But because the immigration courts are severely backed up, the process can take several years, allowing people to effectively settle in the United States even though their presence is not technically legal, joining millions of others in the country who are living in the shadows, in the country illegally and without the proper paperwork.

At the San Antonio airport Wednesday evening, a number of Haitian families who had been in Del Rio waited to board planes to various American cities. Isaac, holding a paper that instructed him to report to an Immigration and Customs Enforcement office within 15 days of arriving in New York, said he would need to find a lawyer. But that felt like an easy task after spending $12,000 and several weeks traversing South and Central America by foot and bus and swimming in dirty rivers.

Nearby, Israel Fleurios, 31, and Widna Azema, 35, waited for a flight to Miami, where they planned to stay with an aunt of Fleurios’. The couple fled Haiti five years ago and had spent several years in Brazil before making the journey to Del Rio, an unlikely spot for Haitian migrants but a border crossing that they had heard was accessible.

Azema was pregnant when they left Brazil, and she gave birth to a daughter, Bruna, in Guatemala, and carried her the rest of the distance to Texas. The couple has another daughter, Valentina, 3, who has a skeletal disorder that prevents her from walking upright.

“I think they let me through because they saw how bad she was,” Azema said of the border authorities’ reaction to Valentina’s condition. “Everybody with children like us were allowed to get through. We are appreciative.”

In a corner of the airport, many other Haitian migrants sat anxiously with their few belongings. Duperval Marie Ange, 42, watched her 5-year-old son, Mike, run around the terminal while they waited to board a flight to Fort Lauderdale, Florida. Like the others, she had spent a grueling week under the International Bridge in Del Rio. She had cringed when she saw images of the agents on horses chasing migrants. The photos were troubling, she said in broken Spanish, which she had learned while living in Chile, but they also made her grateful to have been allowed into the United States.

### [PROVIDED INFORMATION]

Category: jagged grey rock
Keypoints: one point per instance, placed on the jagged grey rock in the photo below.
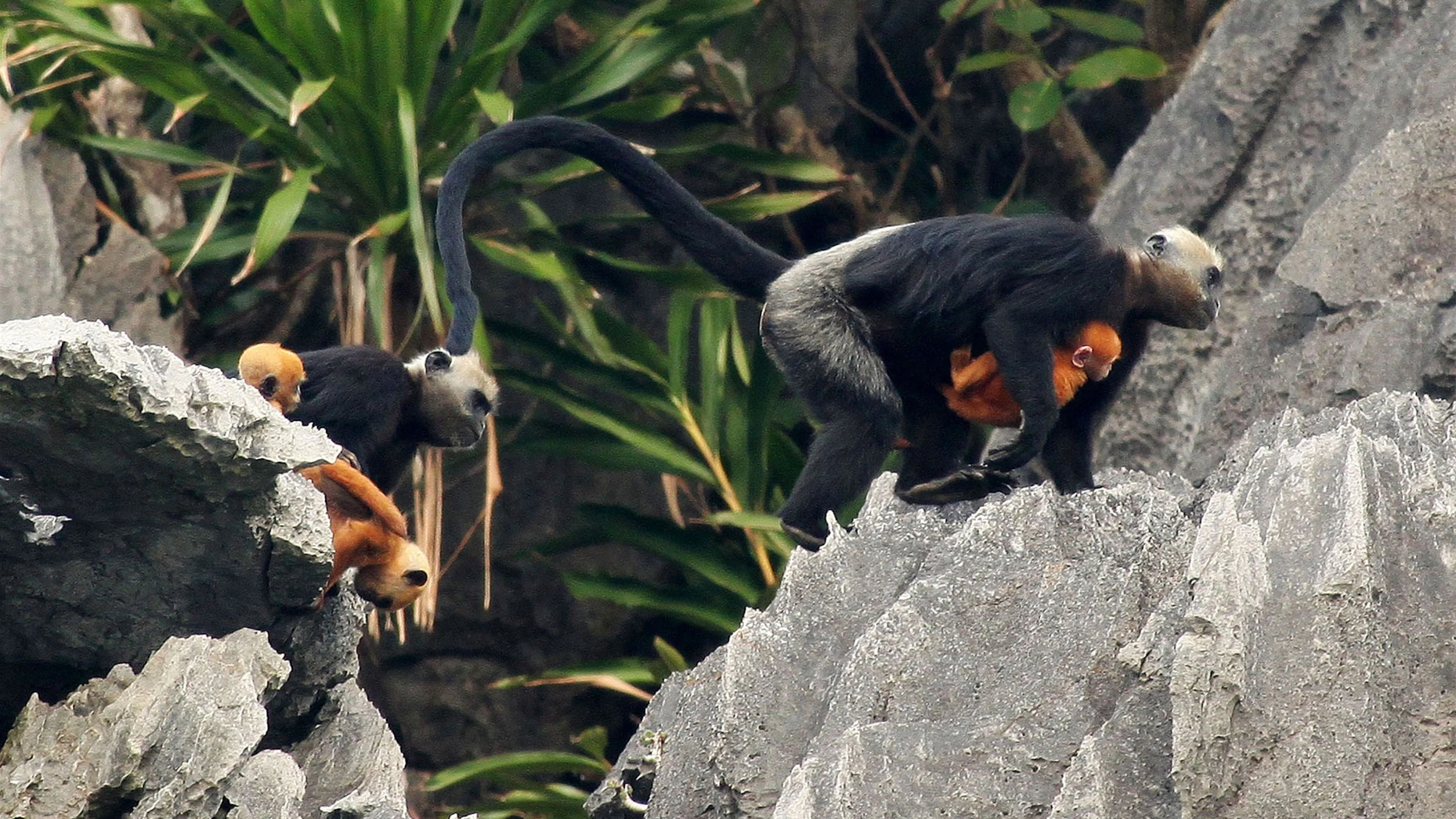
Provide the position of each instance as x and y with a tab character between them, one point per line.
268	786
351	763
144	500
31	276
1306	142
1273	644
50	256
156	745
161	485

### [WHAT NEEDS TO BE DONE]
Quote the stretch of the Haitian migrants text from "In a corner" through "the United States.".

### [TASK RESPONSE]
In a corner of the airport, many other Haitian migrants sat anxiously with their few belongings. Duperval Marie Ange, 42, watched her 5-year-old son, Mike, run around the terminal while they waited to board a flight to Fort Lauderdale, Florida. Like the others, she had spent a grueling week under the International Bridge in Del Rio. She had cringed when she saw images of the agents on horses chasing migrants. The photos were troubling, she said in broken Spanish, which she had learned while living in Chile, but they also made her grateful to have been allowed into the United States.